Box-labeled dataset extracts:
------------------------------------------------------------

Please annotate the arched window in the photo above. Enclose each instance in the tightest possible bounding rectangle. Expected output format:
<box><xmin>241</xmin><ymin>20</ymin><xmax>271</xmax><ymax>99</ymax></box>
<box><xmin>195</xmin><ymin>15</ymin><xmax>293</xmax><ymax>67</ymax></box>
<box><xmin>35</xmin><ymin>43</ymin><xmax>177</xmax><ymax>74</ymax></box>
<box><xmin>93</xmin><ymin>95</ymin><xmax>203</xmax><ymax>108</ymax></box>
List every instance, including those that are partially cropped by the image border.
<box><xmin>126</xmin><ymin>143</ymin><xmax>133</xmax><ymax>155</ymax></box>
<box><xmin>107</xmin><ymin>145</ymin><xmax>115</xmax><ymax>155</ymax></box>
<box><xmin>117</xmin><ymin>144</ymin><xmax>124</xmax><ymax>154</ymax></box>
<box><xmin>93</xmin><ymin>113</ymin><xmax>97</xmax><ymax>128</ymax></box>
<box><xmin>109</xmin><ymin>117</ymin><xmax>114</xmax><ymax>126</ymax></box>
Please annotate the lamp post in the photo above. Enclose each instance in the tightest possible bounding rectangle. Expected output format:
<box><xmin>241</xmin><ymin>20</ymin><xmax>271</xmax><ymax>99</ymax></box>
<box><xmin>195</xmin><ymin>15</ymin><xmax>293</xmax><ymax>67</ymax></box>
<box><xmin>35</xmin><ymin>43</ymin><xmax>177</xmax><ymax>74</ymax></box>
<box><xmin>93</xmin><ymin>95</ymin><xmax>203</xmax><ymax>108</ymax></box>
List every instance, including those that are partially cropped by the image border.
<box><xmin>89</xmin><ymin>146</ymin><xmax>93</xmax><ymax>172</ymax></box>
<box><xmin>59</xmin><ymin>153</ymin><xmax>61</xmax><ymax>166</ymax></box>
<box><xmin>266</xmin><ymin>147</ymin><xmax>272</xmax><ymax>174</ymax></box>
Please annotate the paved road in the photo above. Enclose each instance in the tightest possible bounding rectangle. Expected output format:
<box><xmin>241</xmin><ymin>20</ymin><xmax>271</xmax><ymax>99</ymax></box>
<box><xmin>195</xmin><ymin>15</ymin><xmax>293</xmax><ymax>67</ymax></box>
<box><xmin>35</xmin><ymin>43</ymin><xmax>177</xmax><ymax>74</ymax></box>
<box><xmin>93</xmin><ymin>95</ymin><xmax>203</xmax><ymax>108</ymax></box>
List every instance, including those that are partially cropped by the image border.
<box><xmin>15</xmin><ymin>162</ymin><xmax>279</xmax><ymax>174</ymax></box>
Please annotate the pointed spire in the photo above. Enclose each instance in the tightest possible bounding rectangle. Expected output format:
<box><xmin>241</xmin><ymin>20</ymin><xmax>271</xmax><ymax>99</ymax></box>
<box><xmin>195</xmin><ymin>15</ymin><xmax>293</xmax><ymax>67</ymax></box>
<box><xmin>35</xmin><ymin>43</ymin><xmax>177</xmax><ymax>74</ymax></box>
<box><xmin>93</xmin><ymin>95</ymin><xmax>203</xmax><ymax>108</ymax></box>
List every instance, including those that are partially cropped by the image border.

------------------------------------------------------------

Short task:
Please change every "instance" to "object" in everything from the line containing "Please annotate the paved" down to the end of the listing. Give those lines again with nothing else altered.

Written answer:
Please annotate the paved road in the photo above. Enclose each object in the tightest possible bounding rectangle. Expected output format:
<box><xmin>241</xmin><ymin>20</ymin><xmax>271</xmax><ymax>99</ymax></box>
<box><xmin>195</xmin><ymin>15</ymin><xmax>293</xmax><ymax>67</ymax></box>
<box><xmin>35</xmin><ymin>43</ymin><xmax>177</xmax><ymax>74</ymax></box>
<box><xmin>93</xmin><ymin>95</ymin><xmax>203</xmax><ymax>108</ymax></box>
List every object, including those that are partially cropped by the image border.
<box><xmin>15</xmin><ymin>162</ymin><xmax>279</xmax><ymax>174</ymax></box>
Please annotate the pointed spire in the photo above. Enclose each object in the tightest possible bounding rectangle. Expected output format:
<box><xmin>241</xmin><ymin>20</ymin><xmax>271</xmax><ymax>99</ymax></box>
<box><xmin>195</xmin><ymin>15</ymin><xmax>293</xmax><ymax>67</ymax></box>
<box><xmin>35</xmin><ymin>43</ymin><xmax>177</xmax><ymax>74</ymax></box>
<box><xmin>93</xmin><ymin>95</ymin><xmax>203</xmax><ymax>108</ymax></box>
List every object, including those that are partially cropped by the image border.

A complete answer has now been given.